* [TASK ITEM]: Carry on the essay about legacies and staying relevant, starting after its final sentence.

* [DOCUMENT PASSAGE]:
════════════════

Legacies are overrated. Staying relevant is the key.
I realized that a few weeks ago as I stood in line behind a young girl in her soccer uniform. She was the number 23. Now, that number is likely best known for soccer player David Beckham. I’m not much into athletics - but the only team sport I have ever paid any attention to (growing up) was basketball. The team, was the Chicago Bulls; the player you’ve probably guessed is Michael Jordan. Anyone my age at that time would fight for the number 23 - and it would not have mattered for what sport, either. Sure, there were plenty of other important athletes with notable numbers at the time; but if I had asked that girl if that number had any significance, I’m sure it wouldn’t have been because it was Michael Jordan’s number - that's immediately what it meant to me, however.
And yet, Michael Jordan is likely more relevant now to youth not because of the sport he played, but the shoes that bear his name. That’s not at all a bad thing - he’s certainly still relevant (and related) to basketball culture. It’s just that my knowledge of him is based back in a time where as cool as those shoes were - he himself was a legend that I got to watch building a legacy, right before my eyes.
These days, I really don’t believe much in legacies. They either get you revered by a few holding onto some sort of legacy of their own - or they get you disliked because you’re some monument that stands in their way. What legacies (themselves) have never accomplished is meaningful progress. The progress must always precede the legacy.

════════════════

* [INFORMATION PROVIDED]:
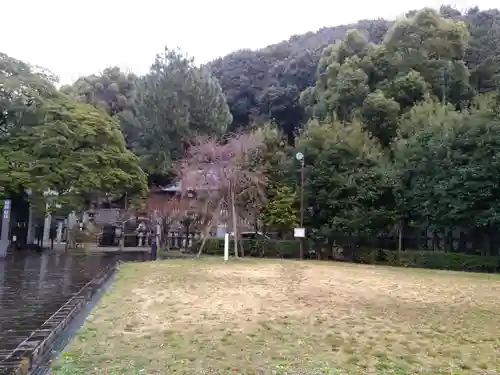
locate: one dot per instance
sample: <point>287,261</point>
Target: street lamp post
<point>300,157</point>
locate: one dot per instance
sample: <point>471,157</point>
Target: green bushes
<point>415,259</point>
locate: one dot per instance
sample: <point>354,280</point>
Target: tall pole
<point>302,206</point>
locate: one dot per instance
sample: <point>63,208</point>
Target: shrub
<point>253,248</point>
<point>417,259</point>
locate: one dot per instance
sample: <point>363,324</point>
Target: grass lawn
<point>289,317</point>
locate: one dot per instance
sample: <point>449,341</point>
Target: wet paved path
<point>34,286</point>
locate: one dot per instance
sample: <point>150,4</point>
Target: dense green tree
<point>114,92</point>
<point>380,116</point>
<point>76,150</point>
<point>280,213</point>
<point>175,102</point>
<point>22,89</point>
<point>344,188</point>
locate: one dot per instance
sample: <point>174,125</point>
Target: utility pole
<point>300,157</point>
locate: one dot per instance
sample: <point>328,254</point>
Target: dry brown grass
<point>290,317</point>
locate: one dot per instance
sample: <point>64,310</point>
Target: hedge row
<point>416,259</point>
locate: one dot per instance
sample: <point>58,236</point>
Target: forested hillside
<point>398,122</point>
<point>267,83</point>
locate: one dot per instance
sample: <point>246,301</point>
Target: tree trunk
<point>235,223</point>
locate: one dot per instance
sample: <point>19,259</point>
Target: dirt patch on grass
<point>289,317</point>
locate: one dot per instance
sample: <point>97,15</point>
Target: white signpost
<point>226,247</point>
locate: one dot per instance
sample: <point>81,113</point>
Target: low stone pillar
<point>4,236</point>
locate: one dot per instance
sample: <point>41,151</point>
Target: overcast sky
<point>80,37</point>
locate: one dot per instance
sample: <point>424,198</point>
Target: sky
<point>82,37</point>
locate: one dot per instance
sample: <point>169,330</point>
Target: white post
<point>226,247</point>
<point>59,232</point>
<point>46,226</point>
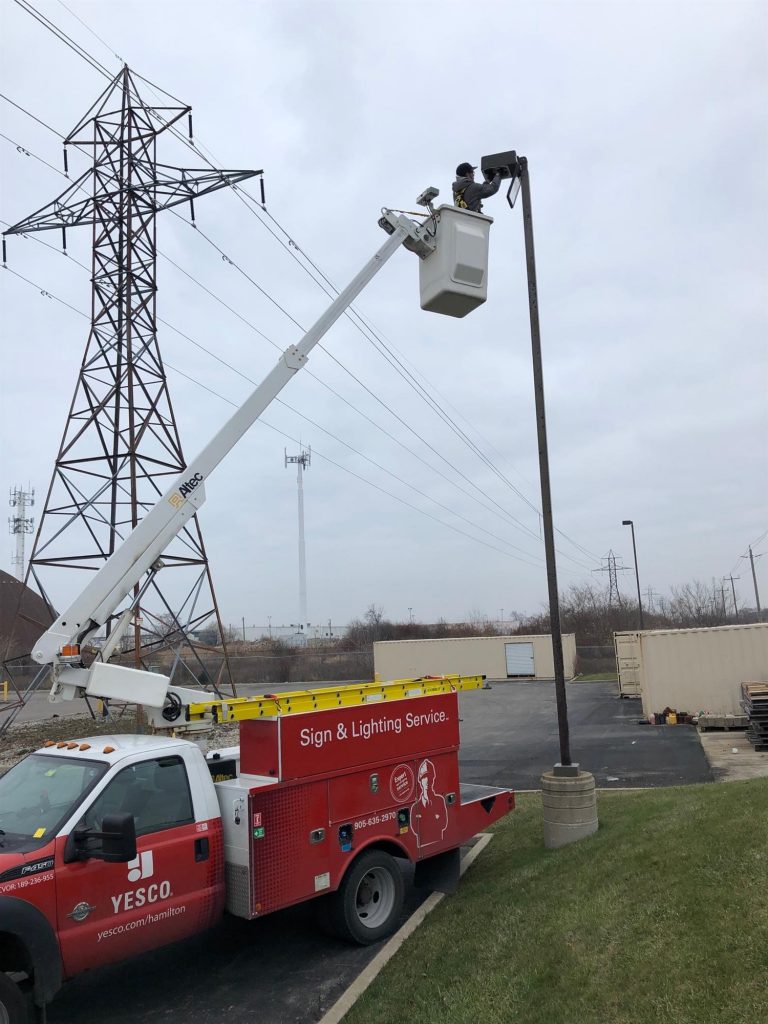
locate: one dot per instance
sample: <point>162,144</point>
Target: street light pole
<point>629,522</point>
<point>541,419</point>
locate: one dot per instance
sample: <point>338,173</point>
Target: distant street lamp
<point>629,522</point>
<point>515,168</point>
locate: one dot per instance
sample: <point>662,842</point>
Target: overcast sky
<point>645,129</point>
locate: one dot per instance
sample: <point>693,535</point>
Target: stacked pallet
<point>755,702</point>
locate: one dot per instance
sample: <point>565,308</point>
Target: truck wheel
<point>369,902</point>
<point>12,1003</point>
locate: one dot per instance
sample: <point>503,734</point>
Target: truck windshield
<point>40,793</point>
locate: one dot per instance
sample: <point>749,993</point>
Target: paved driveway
<point>509,737</point>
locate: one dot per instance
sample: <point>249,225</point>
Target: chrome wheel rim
<point>375,897</point>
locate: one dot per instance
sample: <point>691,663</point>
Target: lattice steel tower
<point>612,569</point>
<point>121,444</point>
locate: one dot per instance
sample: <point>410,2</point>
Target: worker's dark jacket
<point>472,192</point>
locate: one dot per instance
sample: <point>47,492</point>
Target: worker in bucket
<point>428,813</point>
<point>468,194</point>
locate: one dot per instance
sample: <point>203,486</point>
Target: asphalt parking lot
<point>282,969</point>
<point>509,737</point>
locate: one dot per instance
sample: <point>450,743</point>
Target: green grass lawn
<point>662,916</point>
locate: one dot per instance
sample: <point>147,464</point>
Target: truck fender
<point>29,943</point>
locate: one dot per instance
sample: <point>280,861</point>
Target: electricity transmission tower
<point>19,524</point>
<point>121,448</point>
<point>612,569</point>
<point>302,461</point>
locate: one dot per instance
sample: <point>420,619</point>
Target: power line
<point>294,250</point>
<point>60,35</point>
<point>500,511</point>
<point>351,313</point>
<point>29,115</point>
<point>332,462</point>
<point>224,256</point>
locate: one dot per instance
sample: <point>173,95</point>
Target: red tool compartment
<point>383,773</point>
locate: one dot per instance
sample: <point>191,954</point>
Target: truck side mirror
<point>116,843</point>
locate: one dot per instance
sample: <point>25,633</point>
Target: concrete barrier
<point>569,807</point>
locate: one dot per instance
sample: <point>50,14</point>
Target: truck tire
<point>369,901</point>
<point>13,1006</point>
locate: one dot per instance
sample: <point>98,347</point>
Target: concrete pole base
<point>569,807</point>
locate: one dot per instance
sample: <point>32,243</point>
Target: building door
<point>519,659</point>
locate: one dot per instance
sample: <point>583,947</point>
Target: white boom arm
<point>145,544</point>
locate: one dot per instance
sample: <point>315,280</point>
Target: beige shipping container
<point>497,657</point>
<point>695,670</point>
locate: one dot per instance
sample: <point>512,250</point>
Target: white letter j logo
<point>141,866</point>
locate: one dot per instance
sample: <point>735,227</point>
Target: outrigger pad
<point>439,873</point>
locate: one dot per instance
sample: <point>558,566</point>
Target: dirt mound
<point>24,615</point>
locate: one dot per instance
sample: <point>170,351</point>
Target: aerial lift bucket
<point>454,279</point>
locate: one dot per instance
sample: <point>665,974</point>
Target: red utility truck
<point>112,846</point>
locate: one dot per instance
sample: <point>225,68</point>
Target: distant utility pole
<point>19,524</point>
<point>733,591</point>
<point>302,461</point>
<point>755,581</point>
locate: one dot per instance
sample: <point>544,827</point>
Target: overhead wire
<point>500,511</point>
<point>81,51</point>
<point>245,197</point>
<point>303,416</point>
<point>402,501</point>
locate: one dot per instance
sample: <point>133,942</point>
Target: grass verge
<point>662,916</point>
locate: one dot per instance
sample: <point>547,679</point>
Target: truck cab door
<point>109,911</point>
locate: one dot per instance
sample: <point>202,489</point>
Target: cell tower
<point>19,524</point>
<point>612,569</point>
<point>121,445</point>
<point>302,461</point>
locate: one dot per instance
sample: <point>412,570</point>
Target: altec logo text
<point>140,867</point>
<point>188,485</point>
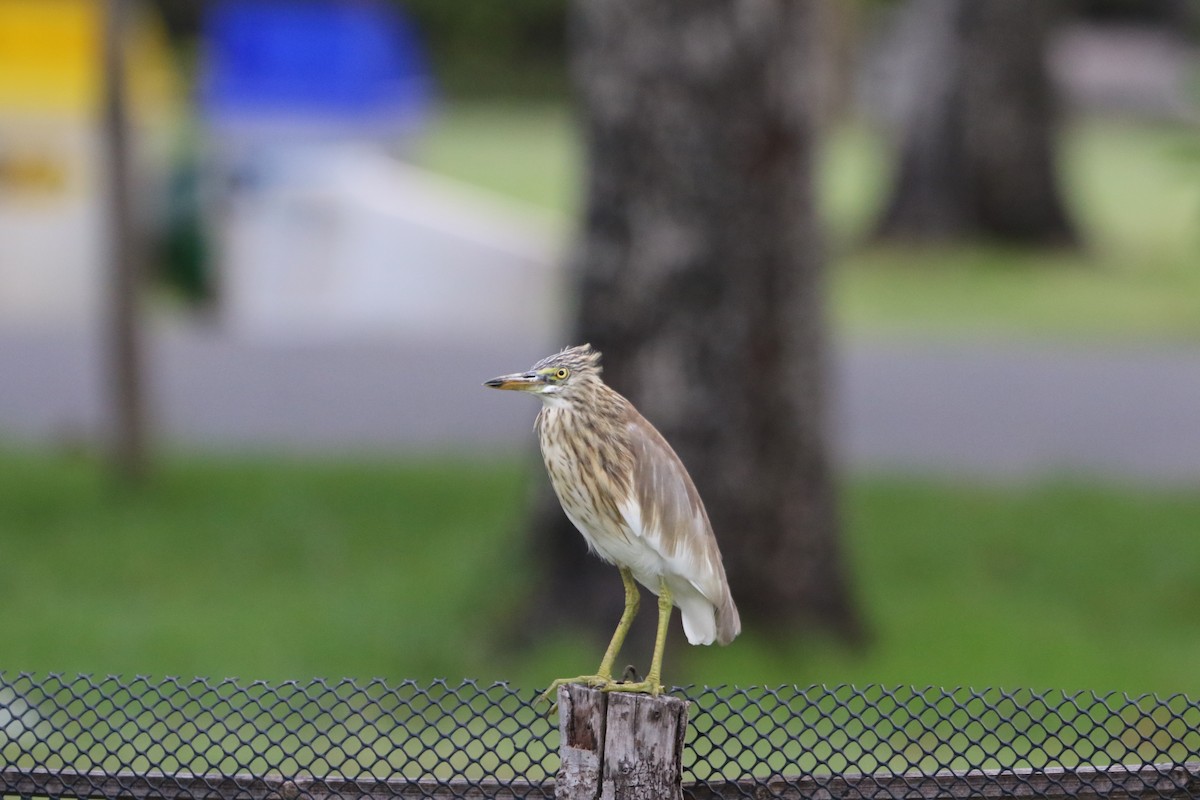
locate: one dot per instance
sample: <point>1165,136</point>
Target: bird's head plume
<point>567,376</point>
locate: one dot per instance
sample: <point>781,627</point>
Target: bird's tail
<point>729,623</point>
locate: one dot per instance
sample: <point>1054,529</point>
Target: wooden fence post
<point>619,746</point>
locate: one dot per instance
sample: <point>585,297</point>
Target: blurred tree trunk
<point>700,276</point>
<point>977,140</point>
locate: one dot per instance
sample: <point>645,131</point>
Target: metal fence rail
<point>138,738</point>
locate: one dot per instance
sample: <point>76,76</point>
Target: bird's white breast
<point>603,524</point>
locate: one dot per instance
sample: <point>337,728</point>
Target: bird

════════════════

* [WRITTEN ANSWER]:
Disclaimer: Heritage and history are not the legacies I mean to address. If your family built a wing on a hospital or a university - that is far from the "monument" I mean - those are true contributions to society. There are far too many people in the corporate, non profit, and even technology spaces, however that use legacies to push an agenda, or get special treatment. Legacies for polite reverence - yes, always. Legacies, however, for inflated egos and self serving motives - never.
Governments that look back to their days of power are usually in pretty bad states - look at the turmoil in Eastern Europe right now. Many are alluding Putin’s actions to that of a Stalin or even Hitler. Legacies can never stand for (current) efficiency, because efficiency tends to come from new development and forward-thinking. No, legacies typically serve egos.
In our own community, we have to work diligently against legacies that have existed far too long, with little progress, efficiency, or notable contribution in most recent years. I do so every day because I think my team has a better plan for programs to benefit youth. There are many that spend an equal (or greater) amount of energy simply to make sure they stay in the light. We don’t have time for this - our communities need us!
We all have to gear up for a new wave of young people, wearing our numbers, that frankly don’t give a damn about what we’ve previously accomplished - they’re here to accomplish something in the now.
Stay relevant. Don’t live off of legacies.